----- Entries provided -----
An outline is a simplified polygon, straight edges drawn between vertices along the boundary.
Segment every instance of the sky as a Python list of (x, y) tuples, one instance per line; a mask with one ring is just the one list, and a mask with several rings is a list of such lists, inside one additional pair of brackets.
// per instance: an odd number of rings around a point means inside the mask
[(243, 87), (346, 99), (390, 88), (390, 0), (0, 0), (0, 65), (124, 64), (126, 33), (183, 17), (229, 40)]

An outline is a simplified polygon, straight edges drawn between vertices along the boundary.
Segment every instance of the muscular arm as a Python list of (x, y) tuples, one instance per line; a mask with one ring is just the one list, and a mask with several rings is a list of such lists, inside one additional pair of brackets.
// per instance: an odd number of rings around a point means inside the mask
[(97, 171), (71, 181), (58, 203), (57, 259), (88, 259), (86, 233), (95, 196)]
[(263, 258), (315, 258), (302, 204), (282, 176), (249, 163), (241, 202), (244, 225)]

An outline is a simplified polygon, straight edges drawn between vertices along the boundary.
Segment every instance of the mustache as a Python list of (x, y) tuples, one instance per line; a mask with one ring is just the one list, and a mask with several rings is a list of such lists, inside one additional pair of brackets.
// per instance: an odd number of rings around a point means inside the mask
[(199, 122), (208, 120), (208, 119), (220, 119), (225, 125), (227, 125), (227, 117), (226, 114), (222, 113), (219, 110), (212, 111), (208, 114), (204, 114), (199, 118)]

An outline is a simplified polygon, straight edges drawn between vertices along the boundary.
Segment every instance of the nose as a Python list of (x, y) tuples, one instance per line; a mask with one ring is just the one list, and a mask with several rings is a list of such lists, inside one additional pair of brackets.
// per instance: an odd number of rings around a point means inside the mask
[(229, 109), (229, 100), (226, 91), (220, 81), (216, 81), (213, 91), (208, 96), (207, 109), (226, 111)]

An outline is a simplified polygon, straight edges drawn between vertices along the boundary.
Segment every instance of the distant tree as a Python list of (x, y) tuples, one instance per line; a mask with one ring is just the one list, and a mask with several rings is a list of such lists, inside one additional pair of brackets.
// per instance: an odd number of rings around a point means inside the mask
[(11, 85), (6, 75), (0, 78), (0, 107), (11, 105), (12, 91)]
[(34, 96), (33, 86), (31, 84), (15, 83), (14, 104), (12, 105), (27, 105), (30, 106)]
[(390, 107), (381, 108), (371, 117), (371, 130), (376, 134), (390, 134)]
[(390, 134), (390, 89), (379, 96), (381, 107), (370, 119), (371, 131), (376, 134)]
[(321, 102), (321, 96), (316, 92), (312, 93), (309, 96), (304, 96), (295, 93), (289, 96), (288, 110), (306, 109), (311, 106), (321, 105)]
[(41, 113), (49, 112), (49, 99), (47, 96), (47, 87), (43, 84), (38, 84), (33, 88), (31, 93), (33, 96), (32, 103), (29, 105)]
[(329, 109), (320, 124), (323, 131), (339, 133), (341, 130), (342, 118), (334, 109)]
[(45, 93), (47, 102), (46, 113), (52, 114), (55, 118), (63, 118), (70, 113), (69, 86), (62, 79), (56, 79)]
-----
◆ **What to produce**: Line count for "just": count the lines of the records above that contain it and give only the number.

◆ **The answer**: 5